#### [What you will do]
Read the data and repeat it in full, exactly.

— start of Material for the task —

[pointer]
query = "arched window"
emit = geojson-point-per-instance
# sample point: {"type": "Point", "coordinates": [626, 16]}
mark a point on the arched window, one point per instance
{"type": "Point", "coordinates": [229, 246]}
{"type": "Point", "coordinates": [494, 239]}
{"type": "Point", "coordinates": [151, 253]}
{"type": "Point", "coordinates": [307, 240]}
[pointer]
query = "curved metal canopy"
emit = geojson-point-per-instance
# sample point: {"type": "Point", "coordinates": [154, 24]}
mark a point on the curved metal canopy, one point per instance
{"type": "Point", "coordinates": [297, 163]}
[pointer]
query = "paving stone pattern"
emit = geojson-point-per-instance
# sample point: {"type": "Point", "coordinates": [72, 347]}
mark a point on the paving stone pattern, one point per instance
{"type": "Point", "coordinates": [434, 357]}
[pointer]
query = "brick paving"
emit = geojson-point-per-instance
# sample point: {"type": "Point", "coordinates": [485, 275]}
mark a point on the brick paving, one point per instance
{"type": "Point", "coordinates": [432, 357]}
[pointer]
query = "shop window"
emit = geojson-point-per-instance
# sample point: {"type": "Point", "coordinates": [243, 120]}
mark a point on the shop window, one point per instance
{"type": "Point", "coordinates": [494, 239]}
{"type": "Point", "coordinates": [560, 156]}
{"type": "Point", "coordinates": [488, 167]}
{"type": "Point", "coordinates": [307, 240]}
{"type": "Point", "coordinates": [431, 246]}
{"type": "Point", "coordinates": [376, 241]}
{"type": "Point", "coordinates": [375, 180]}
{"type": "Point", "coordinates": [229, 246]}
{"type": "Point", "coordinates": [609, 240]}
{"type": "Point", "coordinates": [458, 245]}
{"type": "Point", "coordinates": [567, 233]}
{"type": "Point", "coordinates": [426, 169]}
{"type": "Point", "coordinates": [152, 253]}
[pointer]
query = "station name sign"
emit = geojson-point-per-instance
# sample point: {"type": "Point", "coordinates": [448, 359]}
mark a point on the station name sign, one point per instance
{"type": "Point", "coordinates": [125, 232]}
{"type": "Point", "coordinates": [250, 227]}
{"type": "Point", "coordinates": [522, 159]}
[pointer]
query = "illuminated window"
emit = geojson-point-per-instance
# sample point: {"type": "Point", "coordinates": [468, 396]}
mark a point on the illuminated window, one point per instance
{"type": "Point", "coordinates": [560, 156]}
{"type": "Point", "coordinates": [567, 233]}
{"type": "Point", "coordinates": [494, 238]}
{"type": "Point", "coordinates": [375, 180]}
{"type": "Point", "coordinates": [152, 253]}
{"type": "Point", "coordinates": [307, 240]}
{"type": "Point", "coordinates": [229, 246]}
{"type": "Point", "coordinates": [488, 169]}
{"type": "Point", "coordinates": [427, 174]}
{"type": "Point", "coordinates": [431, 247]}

— end of Material for the task —

#### [Solution to the problem]
[pointer]
query = "arched window"
emit = geojson-point-per-instance
# sample point: {"type": "Point", "coordinates": [626, 16]}
mark a point on the arched window, one point per instance
{"type": "Point", "coordinates": [229, 246]}
{"type": "Point", "coordinates": [494, 239]}
{"type": "Point", "coordinates": [151, 253]}
{"type": "Point", "coordinates": [307, 240]}
[pointer]
query = "curved metal canopy"
emit = geojson-point-per-instance
# sample point: {"type": "Point", "coordinates": [154, 24]}
mark a point on the curved metal canopy, one point per instance
{"type": "Point", "coordinates": [297, 163]}
[pointer]
query = "paving stone pattern"
emit = geojson-point-per-instance
# sample point: {"type": "Point", "coordinates": [72, 347]}
mark a point on the paving stone pattern, one point per instance
{"type": "Point", "coordinates": [434, 357]}
[pointer]
query = "brick paving"
emit = geojson-point-per-instance
# sample point: {"type": "Point", "coordinates": [485, 275]}
mark a point on the brick paving, one point per instance
{"type": "Point", "coordinates": [432, 357]}
[pointer]
query = "shop window"
emit = geojson-point-per-instance
# sample point: {"type": "Point", "coordinates": [243, 120]}
mark a point on the shop window, one point per instance
{"type": "Point", "coordinates": [494, 239]}
{"type": "Point", "coordinates": [560, 156]}
{"type": "Point", "coordinates": [488, 167]}
{"type": "Point", "coordinates": [307, 240]}
{"type": "Point", "coordinates": [431, 246]}
{"type": "Point", "coordinates": [376, 241]}
{"type": "Point", "coordinates": [375, 180]}
{"type": "Point", "coordinates": [229, 246]}
{"type": "Point", "coordinates": [609, 240]}
{"type": "Point", "coordinates": [458, 245]}
{"type": "Point", "coordinates": [567, 233]}
{"type": "Point", "coordinates": [426, 169]}
{"type": "Point", "coordinates": [152, 253]}
[pointer]
query = "station name sign"
emit = geojson-point-per-instance
# sample point: {"type": "Point", "coordinates": [448, 359]}
mark a point on the station name sign, one point per instance
{"type": "Point", "coordinates": [125, 232]}
{"type": "Point", "coordinates": [250, 227]}
{"type": "Point", "coordinates": [522, 159]}
[pointer]
query = "illuminated window"
emit = geojson-point-per-instance
# sample point: {"type": "Point", "coordinates": [468, 396]}
mark a point on the illuminated window, one point per instance
{"type": "Point", "coordinates": [560, 156]}
{"type": "Point", "coordinates": [567, 233]}
{"type": "Point", "coordinates": [494, 238]}
{"type": "Point", "coordinates": [375, 180]}
{"type": "Point", "coordinates": [152, 253]}
{"type": "Point", "coordinates": [307, 240]}
{"type": "Point", "coordinates": [229, 246]}
{"type": "Point", "coordinates": [488, 169]}
{"type": "Point", "coordinates": [427, 174]}
{"type": "Point", "coordinates": [431, 247]}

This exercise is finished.